REQUIREMENTS: Reproduce only the lines from the line containing "the locomotive number" to the end of the entries below, including both of those lines.

::::::::

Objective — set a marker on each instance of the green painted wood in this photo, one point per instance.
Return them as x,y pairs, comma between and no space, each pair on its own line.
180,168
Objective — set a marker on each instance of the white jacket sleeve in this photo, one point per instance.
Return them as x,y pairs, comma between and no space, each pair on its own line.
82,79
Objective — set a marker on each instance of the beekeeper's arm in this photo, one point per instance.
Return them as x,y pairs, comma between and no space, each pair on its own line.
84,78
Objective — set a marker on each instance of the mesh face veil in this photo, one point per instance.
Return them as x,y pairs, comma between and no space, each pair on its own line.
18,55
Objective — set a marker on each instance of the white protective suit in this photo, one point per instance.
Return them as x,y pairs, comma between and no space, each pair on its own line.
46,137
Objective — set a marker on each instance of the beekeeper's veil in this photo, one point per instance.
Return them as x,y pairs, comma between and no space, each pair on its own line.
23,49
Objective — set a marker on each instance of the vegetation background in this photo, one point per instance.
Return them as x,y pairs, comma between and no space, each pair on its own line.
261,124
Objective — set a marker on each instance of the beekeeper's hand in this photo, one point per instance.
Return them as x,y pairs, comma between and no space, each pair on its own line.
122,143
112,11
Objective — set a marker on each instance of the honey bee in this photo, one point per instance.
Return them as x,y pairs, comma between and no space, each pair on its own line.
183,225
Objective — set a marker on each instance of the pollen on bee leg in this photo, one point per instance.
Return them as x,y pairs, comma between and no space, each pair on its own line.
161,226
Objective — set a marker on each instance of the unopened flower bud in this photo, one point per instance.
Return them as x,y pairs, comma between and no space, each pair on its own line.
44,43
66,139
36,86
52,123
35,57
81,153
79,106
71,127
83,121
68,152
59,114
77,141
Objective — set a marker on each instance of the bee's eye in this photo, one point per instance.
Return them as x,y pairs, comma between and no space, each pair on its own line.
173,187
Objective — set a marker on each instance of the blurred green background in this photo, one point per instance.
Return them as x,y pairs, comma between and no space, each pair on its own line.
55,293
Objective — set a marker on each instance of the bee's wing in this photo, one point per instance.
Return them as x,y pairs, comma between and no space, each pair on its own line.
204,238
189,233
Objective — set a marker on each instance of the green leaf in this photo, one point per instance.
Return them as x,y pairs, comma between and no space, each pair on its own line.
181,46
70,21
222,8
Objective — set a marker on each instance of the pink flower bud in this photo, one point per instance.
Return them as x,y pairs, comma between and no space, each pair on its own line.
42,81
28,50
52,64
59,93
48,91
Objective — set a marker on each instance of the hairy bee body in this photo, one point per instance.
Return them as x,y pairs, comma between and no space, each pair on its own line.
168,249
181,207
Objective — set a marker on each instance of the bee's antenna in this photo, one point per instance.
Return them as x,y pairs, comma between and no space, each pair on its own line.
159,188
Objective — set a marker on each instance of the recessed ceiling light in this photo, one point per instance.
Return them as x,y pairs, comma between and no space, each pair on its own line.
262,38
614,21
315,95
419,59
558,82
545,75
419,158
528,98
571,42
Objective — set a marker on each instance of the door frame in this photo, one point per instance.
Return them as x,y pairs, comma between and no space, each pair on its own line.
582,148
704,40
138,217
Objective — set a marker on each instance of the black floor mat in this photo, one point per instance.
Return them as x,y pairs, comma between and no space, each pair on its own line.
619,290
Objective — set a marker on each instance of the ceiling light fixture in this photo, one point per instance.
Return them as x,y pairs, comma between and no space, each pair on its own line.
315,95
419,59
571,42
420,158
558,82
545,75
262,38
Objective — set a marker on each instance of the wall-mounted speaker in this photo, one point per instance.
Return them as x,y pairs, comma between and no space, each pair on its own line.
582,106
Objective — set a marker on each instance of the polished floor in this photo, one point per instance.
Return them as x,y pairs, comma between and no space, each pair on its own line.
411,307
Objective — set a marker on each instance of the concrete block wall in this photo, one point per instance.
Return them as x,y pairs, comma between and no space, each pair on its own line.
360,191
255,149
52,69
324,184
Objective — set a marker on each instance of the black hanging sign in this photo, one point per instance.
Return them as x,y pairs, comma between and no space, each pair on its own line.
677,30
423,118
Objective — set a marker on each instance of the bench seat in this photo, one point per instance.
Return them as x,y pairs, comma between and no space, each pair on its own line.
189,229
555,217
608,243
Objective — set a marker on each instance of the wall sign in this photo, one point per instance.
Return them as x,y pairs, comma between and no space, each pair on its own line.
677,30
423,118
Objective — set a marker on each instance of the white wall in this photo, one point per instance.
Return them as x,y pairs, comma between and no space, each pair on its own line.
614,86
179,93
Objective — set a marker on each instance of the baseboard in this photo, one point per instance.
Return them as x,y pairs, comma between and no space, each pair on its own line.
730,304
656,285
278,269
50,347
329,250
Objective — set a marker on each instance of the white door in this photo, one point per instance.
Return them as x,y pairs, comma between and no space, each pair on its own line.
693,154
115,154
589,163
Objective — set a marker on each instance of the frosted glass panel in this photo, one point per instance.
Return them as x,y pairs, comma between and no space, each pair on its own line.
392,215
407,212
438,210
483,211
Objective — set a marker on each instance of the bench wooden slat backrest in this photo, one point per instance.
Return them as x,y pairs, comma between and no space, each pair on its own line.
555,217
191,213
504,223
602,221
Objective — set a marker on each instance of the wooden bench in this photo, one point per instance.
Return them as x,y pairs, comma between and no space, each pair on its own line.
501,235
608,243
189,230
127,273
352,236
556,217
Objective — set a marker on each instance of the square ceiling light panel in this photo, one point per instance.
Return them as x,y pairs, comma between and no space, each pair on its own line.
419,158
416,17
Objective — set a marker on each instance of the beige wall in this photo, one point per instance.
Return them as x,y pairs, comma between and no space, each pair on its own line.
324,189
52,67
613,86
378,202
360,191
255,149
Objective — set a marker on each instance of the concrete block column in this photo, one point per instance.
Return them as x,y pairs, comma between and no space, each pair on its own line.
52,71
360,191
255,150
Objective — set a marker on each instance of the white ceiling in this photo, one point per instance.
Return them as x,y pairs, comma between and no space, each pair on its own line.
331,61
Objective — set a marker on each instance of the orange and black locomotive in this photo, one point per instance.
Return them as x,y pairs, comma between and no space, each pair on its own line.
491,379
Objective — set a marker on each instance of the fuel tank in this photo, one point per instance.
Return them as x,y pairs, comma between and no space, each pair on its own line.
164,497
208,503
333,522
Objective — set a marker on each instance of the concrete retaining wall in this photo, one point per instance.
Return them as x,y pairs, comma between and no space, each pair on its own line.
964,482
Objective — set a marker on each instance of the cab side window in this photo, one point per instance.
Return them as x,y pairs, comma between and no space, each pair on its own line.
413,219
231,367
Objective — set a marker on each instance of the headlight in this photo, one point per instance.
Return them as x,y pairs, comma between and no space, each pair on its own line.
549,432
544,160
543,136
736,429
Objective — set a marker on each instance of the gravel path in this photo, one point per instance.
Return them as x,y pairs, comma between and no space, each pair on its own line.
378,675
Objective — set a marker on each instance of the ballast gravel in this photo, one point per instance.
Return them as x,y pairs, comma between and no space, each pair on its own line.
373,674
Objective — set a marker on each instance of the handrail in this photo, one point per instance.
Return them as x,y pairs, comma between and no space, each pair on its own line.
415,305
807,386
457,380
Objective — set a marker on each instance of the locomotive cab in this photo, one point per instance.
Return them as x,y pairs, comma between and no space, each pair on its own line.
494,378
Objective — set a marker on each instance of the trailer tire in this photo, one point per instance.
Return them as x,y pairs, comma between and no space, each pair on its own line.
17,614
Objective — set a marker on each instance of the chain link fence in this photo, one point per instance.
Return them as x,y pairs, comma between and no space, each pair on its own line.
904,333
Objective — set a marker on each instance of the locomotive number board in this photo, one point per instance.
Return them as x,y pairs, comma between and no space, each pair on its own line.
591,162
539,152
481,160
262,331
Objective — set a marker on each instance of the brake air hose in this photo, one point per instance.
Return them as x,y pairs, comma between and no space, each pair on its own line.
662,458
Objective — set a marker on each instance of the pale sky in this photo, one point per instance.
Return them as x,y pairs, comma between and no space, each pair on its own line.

::::::::

ANSWER TO THE EXERCISE:
Objective — set a marker on each instance of the locomotive number board in this photo, one point per instance.
Return them as x,y pairs, comma between and no space, each pair on its own line.
591,162
539,152
481,160
262,331
Objective — set a marker on each instance of the brake air hose in this photo, one point per instance.
Return them as x,y pairs, comma between and no space, each pair on its own line.
662,458
Objective — set a marker on each instance of the pale sky in this photo, one point per instance.
Return them as x,y pairs, comma between and no space, each pair on its own line.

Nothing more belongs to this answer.